◆ TASK INSTRUCTIONS: A single number is needed: how many lines of the data hold the word "fuselage".

◆ SOURCE MATERIAL:
-- Opening Marker --
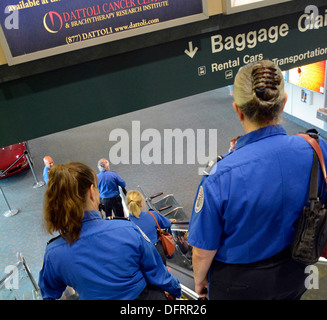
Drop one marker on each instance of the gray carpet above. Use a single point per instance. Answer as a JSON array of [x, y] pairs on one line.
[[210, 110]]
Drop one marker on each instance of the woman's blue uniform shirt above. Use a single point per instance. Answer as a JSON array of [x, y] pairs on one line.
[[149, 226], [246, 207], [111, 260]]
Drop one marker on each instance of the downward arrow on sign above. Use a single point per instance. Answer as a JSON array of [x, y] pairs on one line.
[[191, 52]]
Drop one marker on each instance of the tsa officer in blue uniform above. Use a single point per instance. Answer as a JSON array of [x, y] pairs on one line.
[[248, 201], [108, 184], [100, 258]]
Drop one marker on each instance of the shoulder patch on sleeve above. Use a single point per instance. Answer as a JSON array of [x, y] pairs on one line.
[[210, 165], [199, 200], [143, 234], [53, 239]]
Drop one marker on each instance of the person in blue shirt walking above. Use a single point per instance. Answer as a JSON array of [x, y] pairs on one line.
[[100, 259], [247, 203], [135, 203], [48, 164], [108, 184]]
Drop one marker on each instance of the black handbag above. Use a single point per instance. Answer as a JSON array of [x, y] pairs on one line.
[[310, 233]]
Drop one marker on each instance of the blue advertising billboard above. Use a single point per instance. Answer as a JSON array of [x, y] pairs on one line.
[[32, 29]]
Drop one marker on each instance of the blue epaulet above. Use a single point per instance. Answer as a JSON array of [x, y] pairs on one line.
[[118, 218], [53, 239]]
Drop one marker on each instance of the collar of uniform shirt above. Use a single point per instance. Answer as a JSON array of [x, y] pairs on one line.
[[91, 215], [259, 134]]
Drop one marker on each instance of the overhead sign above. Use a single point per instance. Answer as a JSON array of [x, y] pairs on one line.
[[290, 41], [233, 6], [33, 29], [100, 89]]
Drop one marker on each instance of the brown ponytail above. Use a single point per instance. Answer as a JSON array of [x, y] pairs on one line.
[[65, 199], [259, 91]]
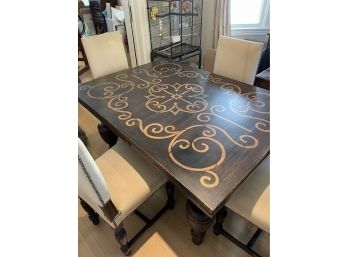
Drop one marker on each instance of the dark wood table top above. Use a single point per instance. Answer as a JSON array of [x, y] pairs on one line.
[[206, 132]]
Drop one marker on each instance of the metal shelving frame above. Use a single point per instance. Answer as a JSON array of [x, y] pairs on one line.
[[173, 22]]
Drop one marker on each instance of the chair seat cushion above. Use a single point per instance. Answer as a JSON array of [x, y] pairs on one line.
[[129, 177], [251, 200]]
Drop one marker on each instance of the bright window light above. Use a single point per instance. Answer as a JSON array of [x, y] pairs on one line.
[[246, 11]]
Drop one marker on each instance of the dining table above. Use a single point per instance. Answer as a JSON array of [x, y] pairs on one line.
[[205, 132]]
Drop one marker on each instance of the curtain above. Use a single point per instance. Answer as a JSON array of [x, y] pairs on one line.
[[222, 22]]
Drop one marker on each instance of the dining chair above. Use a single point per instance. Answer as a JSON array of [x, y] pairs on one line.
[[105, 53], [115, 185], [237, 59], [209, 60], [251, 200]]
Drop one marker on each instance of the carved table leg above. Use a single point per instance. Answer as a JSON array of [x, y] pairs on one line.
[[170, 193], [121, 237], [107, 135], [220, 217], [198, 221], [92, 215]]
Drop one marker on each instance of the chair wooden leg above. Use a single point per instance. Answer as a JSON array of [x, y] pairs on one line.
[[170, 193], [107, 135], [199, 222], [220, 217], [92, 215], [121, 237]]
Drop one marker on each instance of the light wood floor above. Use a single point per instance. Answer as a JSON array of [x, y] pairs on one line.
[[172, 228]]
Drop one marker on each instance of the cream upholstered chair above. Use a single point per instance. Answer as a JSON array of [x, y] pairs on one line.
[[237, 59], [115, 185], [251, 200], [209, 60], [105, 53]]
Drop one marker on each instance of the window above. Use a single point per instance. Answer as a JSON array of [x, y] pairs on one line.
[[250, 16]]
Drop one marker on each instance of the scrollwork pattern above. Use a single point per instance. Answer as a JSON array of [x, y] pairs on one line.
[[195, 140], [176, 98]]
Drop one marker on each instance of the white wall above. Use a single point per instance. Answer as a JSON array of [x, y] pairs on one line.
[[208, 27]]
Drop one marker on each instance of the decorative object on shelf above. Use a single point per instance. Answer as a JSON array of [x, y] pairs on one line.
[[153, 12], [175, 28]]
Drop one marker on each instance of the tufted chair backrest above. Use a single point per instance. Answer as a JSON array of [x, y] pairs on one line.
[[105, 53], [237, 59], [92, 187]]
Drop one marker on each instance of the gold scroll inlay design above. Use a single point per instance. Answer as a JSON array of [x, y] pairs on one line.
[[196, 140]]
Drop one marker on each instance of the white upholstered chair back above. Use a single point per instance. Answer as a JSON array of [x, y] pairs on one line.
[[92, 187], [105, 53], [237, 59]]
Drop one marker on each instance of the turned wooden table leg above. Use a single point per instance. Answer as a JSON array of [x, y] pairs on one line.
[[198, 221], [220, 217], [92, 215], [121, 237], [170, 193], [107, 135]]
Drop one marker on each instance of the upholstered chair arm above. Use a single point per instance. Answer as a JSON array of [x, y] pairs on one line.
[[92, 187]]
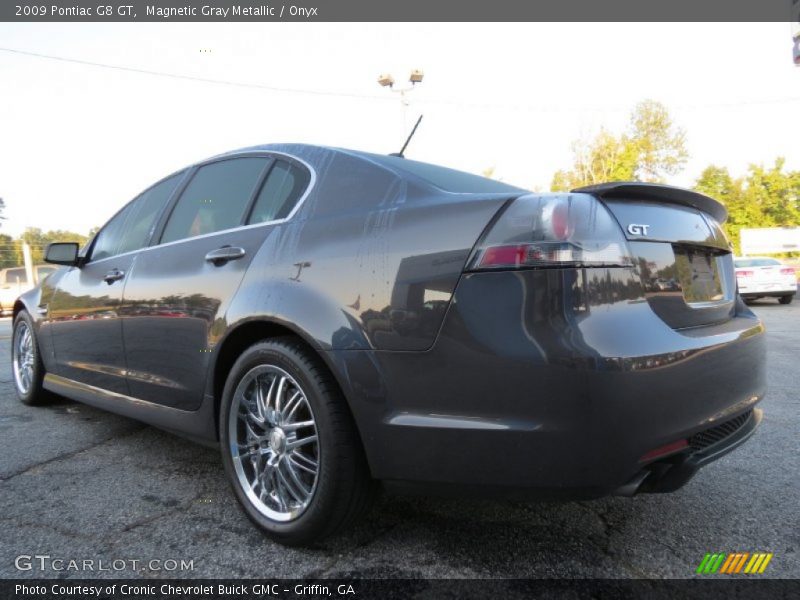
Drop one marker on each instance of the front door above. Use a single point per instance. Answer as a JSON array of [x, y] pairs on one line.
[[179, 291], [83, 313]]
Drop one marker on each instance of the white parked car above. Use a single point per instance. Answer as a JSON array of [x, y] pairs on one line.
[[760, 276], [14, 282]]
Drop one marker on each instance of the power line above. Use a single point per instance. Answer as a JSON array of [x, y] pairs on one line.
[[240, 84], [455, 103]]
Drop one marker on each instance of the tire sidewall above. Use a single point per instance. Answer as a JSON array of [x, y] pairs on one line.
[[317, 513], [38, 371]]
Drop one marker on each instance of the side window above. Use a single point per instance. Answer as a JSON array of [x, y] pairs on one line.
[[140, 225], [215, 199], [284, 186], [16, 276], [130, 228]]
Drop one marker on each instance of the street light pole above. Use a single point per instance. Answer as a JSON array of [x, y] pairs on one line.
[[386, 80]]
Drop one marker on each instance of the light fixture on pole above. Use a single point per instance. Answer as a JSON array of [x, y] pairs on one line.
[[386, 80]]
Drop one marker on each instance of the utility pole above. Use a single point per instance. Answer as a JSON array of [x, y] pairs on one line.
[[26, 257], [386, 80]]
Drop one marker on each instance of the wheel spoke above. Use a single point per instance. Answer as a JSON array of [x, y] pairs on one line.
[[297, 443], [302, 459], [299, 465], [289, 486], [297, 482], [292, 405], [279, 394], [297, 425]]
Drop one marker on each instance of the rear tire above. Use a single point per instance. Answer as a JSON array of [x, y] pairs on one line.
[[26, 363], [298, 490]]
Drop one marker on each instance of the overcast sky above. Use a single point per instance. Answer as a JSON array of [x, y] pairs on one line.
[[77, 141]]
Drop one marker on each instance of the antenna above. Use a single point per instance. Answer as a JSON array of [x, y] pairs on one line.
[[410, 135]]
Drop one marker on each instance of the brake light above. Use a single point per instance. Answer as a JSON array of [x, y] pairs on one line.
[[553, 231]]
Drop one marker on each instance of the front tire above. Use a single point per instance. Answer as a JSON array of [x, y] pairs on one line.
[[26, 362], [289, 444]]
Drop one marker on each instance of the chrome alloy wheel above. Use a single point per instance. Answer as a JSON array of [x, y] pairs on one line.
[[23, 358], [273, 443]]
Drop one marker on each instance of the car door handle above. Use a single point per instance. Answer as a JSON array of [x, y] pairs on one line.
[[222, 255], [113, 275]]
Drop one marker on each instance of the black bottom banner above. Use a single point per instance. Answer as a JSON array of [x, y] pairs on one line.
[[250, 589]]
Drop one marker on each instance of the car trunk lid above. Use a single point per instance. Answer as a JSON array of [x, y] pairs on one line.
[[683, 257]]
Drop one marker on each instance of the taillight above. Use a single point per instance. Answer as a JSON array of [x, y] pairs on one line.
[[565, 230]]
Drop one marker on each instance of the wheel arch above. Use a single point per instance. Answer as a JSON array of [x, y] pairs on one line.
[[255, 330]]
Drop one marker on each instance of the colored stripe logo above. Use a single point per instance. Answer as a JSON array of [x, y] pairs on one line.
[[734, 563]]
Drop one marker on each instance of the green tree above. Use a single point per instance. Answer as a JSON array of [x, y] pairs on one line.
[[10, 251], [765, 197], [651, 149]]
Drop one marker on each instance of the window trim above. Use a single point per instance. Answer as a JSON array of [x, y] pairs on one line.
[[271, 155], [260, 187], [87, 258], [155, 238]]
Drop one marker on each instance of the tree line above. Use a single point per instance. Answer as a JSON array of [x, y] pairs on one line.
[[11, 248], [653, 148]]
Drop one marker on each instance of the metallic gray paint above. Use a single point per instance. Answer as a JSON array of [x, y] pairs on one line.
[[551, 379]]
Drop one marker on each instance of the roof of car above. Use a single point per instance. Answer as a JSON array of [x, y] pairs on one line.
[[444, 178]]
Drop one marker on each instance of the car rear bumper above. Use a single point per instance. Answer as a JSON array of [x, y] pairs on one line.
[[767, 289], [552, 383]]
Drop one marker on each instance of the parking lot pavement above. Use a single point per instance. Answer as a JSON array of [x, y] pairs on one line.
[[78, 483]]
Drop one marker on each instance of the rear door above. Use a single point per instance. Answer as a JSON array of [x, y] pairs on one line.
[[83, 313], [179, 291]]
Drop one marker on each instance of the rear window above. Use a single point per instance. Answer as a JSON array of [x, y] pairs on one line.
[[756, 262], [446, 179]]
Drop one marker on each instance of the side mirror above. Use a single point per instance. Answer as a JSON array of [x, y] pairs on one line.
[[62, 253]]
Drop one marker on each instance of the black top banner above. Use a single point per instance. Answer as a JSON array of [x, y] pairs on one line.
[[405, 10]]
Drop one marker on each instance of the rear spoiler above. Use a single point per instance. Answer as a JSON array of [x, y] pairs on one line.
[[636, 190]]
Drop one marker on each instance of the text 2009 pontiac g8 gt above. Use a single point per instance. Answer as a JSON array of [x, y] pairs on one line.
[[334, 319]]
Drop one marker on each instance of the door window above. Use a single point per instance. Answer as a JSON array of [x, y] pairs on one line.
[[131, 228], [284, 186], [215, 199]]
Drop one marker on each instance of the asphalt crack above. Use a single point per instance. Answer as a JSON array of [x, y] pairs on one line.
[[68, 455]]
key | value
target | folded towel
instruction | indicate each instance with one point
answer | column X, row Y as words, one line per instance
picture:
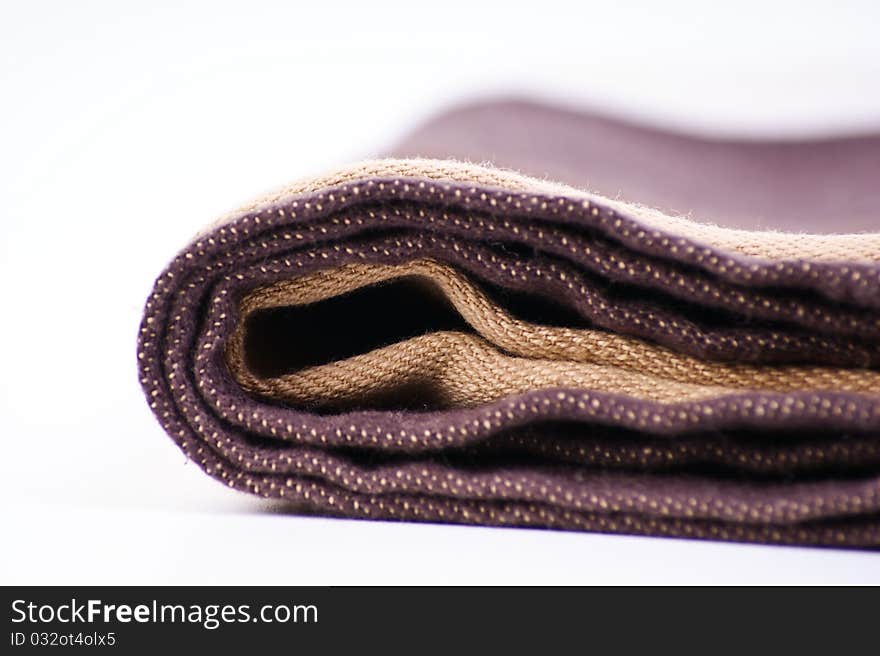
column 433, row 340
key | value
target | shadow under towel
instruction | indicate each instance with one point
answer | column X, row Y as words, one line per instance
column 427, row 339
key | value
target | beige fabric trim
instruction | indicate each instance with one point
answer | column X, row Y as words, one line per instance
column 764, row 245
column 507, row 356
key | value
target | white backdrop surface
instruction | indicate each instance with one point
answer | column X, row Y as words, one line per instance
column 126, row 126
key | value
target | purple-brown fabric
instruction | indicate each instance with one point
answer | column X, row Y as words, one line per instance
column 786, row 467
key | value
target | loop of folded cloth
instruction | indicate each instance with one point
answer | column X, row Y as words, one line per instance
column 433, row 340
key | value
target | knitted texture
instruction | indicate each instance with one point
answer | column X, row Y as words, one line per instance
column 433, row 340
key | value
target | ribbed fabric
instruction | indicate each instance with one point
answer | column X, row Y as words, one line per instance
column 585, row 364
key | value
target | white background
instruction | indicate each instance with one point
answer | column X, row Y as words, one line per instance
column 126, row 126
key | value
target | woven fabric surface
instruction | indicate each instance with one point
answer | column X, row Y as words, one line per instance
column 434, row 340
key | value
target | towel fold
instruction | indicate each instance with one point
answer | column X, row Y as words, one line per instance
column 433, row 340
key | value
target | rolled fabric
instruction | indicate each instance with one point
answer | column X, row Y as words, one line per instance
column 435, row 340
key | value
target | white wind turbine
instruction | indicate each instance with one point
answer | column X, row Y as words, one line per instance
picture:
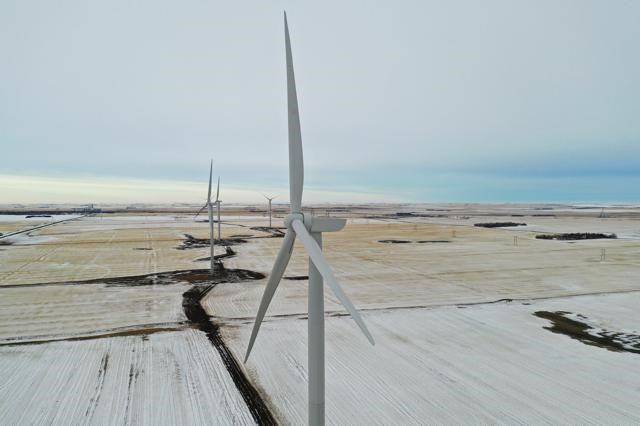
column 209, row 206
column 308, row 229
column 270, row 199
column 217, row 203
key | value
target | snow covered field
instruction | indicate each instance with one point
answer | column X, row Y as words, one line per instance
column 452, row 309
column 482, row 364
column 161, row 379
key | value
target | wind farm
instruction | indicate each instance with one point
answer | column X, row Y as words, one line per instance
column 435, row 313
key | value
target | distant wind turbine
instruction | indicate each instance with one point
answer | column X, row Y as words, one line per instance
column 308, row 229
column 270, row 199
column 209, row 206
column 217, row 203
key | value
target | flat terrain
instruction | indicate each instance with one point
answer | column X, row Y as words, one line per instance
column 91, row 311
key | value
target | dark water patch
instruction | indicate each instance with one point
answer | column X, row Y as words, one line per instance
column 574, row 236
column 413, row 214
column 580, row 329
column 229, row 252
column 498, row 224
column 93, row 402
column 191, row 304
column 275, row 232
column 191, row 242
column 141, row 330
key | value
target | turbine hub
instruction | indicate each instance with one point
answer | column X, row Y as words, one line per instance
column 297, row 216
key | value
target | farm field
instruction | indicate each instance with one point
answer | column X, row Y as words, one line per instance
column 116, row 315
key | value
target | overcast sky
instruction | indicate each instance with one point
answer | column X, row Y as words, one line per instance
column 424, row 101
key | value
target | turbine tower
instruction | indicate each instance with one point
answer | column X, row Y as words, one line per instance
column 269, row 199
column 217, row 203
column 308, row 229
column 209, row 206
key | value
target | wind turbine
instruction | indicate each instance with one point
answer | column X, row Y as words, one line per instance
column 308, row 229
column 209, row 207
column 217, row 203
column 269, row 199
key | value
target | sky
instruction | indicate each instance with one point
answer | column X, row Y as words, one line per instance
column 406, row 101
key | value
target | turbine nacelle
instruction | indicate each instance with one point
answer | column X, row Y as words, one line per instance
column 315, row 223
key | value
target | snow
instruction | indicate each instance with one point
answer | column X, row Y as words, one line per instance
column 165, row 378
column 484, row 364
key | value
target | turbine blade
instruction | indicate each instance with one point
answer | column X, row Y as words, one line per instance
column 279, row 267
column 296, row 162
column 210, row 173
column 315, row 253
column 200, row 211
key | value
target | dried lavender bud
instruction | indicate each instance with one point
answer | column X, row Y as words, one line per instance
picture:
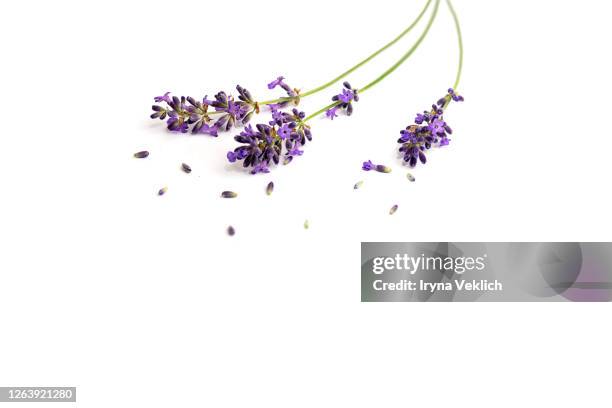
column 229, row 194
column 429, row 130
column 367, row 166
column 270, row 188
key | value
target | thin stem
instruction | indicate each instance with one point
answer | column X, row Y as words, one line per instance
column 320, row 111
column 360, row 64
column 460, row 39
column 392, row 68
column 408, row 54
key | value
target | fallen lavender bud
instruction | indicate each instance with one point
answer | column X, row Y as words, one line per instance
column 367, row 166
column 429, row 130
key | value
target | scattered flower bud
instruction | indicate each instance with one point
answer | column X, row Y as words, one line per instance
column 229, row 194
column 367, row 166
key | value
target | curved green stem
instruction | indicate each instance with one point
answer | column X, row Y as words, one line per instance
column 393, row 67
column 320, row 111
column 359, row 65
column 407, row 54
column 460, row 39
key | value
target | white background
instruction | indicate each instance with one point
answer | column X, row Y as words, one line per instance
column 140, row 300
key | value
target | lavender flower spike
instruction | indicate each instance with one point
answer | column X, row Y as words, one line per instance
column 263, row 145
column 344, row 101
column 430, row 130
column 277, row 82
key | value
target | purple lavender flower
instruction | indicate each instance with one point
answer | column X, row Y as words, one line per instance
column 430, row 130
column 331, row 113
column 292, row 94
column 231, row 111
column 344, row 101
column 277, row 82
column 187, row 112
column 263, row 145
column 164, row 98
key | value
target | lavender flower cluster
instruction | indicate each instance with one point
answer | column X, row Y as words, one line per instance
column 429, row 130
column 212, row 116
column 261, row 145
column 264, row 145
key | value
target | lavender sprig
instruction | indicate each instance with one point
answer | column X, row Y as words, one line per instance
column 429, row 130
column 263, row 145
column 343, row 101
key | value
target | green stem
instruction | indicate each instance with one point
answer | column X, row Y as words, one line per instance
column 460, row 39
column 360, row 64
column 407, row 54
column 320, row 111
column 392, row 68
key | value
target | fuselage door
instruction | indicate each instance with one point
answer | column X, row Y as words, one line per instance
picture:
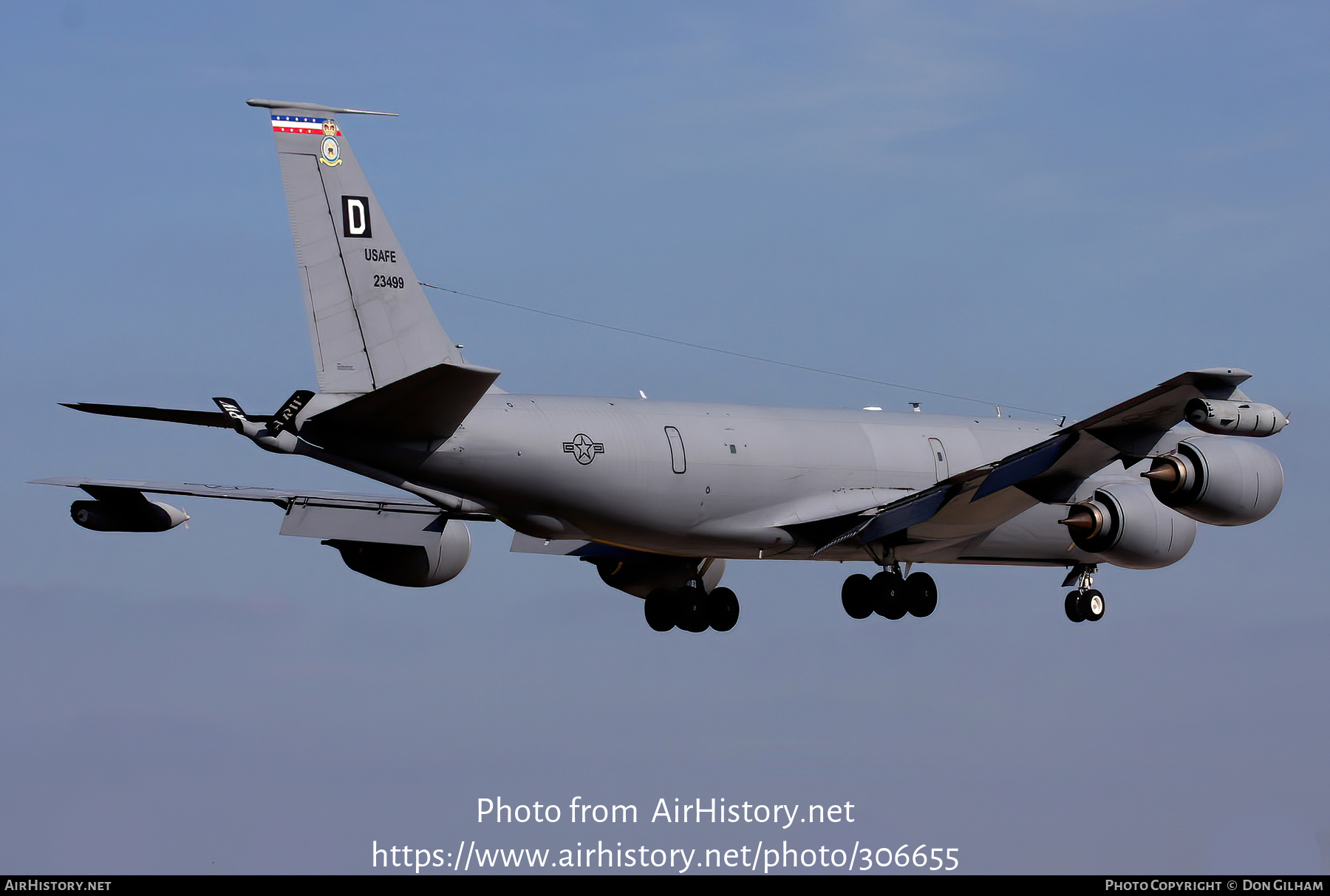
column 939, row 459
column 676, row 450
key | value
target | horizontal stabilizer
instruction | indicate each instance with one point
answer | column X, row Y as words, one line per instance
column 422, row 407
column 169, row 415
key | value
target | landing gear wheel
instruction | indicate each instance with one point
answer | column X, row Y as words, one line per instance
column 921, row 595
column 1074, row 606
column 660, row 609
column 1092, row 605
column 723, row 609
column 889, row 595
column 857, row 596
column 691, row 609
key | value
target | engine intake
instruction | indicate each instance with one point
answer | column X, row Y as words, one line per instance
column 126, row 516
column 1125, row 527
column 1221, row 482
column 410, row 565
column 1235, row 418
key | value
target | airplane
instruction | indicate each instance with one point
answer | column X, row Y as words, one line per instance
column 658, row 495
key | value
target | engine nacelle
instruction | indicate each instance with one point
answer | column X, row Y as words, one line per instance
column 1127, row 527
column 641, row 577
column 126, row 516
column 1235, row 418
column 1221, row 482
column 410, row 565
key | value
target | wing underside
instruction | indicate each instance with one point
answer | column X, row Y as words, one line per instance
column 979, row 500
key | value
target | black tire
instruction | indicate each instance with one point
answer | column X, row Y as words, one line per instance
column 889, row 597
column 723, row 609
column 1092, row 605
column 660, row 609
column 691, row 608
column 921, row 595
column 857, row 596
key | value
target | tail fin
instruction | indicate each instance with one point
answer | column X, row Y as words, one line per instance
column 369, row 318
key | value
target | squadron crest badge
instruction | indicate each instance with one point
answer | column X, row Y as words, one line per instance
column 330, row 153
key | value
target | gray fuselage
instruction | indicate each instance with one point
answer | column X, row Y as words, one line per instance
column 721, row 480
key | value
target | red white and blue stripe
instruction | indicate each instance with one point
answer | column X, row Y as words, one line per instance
-- Closing Marker --
◆ SOLUTION FOR THIS PROBLEM: 2